** Opening Given records block **
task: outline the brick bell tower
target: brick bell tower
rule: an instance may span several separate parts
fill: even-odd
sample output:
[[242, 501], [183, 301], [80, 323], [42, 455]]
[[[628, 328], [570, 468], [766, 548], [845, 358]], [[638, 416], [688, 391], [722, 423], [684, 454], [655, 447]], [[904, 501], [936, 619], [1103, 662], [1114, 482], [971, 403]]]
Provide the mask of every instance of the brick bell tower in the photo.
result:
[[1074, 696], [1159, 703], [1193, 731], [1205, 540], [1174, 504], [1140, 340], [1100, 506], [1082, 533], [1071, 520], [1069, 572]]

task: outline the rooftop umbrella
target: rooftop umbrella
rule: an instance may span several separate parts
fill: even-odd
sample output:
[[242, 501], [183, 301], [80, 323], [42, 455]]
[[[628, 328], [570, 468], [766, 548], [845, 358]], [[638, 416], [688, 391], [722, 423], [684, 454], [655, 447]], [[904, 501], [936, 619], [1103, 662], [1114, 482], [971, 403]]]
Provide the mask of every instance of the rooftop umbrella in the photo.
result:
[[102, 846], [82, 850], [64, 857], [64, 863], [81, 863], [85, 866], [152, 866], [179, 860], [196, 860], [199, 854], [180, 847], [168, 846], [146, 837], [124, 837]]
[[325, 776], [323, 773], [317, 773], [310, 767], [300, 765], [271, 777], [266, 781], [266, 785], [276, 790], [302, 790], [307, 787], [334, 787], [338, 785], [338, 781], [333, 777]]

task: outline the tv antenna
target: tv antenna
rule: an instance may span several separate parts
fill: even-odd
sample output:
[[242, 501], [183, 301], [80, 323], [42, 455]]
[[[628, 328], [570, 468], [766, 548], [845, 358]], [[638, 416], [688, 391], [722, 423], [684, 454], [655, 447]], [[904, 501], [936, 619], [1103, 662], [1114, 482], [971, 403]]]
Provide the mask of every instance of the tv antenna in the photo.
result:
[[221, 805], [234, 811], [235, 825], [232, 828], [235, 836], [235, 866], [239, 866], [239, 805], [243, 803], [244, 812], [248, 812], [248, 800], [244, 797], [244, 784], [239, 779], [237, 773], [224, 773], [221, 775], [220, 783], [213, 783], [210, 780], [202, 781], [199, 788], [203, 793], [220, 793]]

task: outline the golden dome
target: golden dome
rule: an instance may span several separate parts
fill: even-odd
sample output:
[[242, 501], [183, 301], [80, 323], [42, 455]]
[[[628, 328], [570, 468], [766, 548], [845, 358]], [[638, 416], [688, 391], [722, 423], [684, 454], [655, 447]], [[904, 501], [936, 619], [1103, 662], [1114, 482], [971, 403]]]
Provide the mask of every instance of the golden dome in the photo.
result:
** Closing Given records block **
The answer should consist of every record above, copied exactly.

• **Result**:
task: outline the brick bell tower
target: brick bell tower
rule: an instance may span several separate parts
fill: even-odd
sample output:
[[242, 501], [183, 301], [80, 323], [42, 455]]
[[[628, 328], [570, 468], [766, 548], [845, 358]], [[638, 416], [688, 391], [722, 423], [684, 454], [655, 447]], [[904, 501], [936, 619], [1103, 662], [1114, 482], [971, 403]]]
Provide the mask of every instance of the brick bell tower in the photo.
result:
[[1074, 696], [1159, 703], [1193, 731], [1205, 540], [1174, 504], [1140, 340], [1100, 506], [1082, 533], [1071, 520], [1069, 572]]

task: outline the rooftop umbrella
target: rooftop umbrella
rule: an instance may span several separate parts
fill: even-odd
sample output:
[[242, 501], [183, 301], [80, 323], [42, 455]]
[[[628, 328], [570, 468], [766, 548], [845, 358]], [[638, 416], [688, 391], [722, 423], [684, 454], [655, 447]], [[904, 501], [936, 619], [1103, 662], [1114, 482], [971, 403]]]
Provide the mask of every instance of the rooftop umbrella in the photo.
result:
[[102, 846], [82, 850], [64, 857], [64, 863], [81, 863], [85, 866], [152, 866], [179, 860], [196, 860], [199, 854], [180, 847], [168, 846], [146, 837], [124, 837]]
[[325, 776], [323, 773], [317, 773], [310, 767], [300, 765], [271, 777], [266, 781], [266, 785], [276, 790], [302, 790], [307, 787], [334, 787], [338, 785], [338, 781], [333, 777]]

task: outline the tv antenna
target: tv antenna
rule: an instance may span several separate parts
fill: even-odd
sample output:
[[242, 501], [183, 301], [80, 323], [42, 455]]
[[[628, 328], [570, 468], [766, 548], [845, 358]], [[638, 416], [688, 391], [722, 423], [684, 454], [655, 447]], [[904, 501], [936, 619], [1103, 662], [1114, 482], [971, 403]]]
Provide the mask of every instance of the tv antenna in the photo.
result:
[[221, 805], [234, 811], [235, 825], [232, 828], [235, 836], [235, 866], [239, 866], [239, 805], [243, 803], [244, 812], [248, 812], [248, 800], [244, 797], [244, 784], [239, 779], [237, 773], [224, 773], [221, 775], [220, 783], [213, 783], [210, 780], [202, 781], [199, 788], [203, 793], [220, 793]]

task: outline the golden dome
target: golden dome
rule: an instance may span several separate parts
fill: even-odd
sample output:
[[242, 501], [183, 301], [80, 323], [42, 455]]
[[[628, 328], [570, 468], [766, 548], [845, 358]], [[638, 416], [688, 391], [722, 423], [684, 454], [655, 447]], [[904, 501], [936, 619], [1103, 662], [1114, 482], [971, 403]]]
Provide the mask of every instance of the golden dome in the photo.
result:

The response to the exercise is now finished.